No Entry Pudhe Dhoka Aahe () is a 2012 Indian Marathi comedy film released on 7 September 2012. The film was directed by Ankush Choudhary and produced by Prem Rajagopalan and Nikhil Saini. The film stars Ankush Choudhary, Bharat Jadhav, Aniket Vishwasrao, Kranti Redkar, Manwa Naik, Sai Lokur, Paddy Kambli and Sai Tamhankar. It is a remake of 2002 Tamil film Charlie Chaplin.

Plot
No Entry Pudhe Dhoka Aahe opens its doors to reveal the lives of three men. Krishna 'the married man'. Sunny ' the bachelor' and Prem,' the married bachelor'. Ironically, while the faithful Krishna has a very suspicious Kaajal as his wife, playboy Prem has a trusting wife Pooja. And there is Sunny's-to-be wife Sanjana, who is a bit of both.

—————

◆ **Work to do**:
Retype the passage on the Marathi comedy film between "No Entry Pudhe Dhoka Aahe ()" and "film Charlie Chaplin.", inclusive.

—————

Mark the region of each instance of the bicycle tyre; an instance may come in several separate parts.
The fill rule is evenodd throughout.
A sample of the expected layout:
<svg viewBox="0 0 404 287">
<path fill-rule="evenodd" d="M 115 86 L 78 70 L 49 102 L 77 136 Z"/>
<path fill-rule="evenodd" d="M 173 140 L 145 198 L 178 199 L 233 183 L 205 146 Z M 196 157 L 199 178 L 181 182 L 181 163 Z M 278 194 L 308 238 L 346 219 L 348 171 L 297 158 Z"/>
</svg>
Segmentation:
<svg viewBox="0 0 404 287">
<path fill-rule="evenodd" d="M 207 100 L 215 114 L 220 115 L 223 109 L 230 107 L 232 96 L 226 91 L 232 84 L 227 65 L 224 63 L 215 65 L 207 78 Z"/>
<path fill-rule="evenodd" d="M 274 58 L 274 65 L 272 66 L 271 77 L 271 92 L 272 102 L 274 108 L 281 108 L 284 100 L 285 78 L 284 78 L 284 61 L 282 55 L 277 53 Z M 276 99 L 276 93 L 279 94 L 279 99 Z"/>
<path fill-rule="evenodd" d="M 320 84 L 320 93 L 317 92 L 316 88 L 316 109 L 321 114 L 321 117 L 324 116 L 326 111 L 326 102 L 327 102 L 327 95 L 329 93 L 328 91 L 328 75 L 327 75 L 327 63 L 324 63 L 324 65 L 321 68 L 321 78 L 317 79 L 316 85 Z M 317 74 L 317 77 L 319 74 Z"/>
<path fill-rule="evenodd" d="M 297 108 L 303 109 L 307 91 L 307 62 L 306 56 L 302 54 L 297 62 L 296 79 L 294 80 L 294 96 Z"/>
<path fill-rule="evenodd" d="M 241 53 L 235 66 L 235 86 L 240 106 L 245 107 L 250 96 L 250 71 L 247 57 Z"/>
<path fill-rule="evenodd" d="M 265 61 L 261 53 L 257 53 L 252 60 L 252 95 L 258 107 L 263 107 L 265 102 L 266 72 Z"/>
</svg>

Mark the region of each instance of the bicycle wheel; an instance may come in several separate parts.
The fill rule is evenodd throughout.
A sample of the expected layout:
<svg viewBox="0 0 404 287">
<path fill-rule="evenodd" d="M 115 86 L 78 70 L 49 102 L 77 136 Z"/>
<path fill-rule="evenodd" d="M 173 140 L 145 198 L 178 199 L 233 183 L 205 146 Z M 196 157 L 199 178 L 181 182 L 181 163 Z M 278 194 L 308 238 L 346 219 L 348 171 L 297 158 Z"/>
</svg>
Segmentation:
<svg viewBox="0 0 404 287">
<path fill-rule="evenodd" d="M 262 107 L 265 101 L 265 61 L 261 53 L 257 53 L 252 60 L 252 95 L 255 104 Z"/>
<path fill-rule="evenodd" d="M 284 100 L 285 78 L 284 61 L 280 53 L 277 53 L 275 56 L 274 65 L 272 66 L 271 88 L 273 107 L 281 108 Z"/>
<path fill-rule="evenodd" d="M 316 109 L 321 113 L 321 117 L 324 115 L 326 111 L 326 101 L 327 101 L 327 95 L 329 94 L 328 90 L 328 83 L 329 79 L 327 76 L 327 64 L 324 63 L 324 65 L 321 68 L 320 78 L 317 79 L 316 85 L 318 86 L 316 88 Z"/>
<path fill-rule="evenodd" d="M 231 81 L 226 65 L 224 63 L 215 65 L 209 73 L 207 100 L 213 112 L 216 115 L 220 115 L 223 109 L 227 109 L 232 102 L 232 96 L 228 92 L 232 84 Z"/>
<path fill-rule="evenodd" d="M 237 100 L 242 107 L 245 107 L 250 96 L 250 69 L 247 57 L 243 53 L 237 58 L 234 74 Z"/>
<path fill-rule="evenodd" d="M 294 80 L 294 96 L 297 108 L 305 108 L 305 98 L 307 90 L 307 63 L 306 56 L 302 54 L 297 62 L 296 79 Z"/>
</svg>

—————

◆ **Exercise result**:
No Entry Pudhe Dhoka Aahe () is a 2012 Indian Marathi comedy film released on 7 September 2012. The film was directed by Ankush Choudhary and produced by Prem Rajagopalan and Nikhil Saini. The film stars Ankush Choudhary, Bharat Jadhav, Aniket Vishwasrao, Kranti Redkar, Manwa Naik, Sai Lokur, Paddy Kambli and Sai Tamhankar. It is a remake of 2002 Tamil film Charlie Chaplin.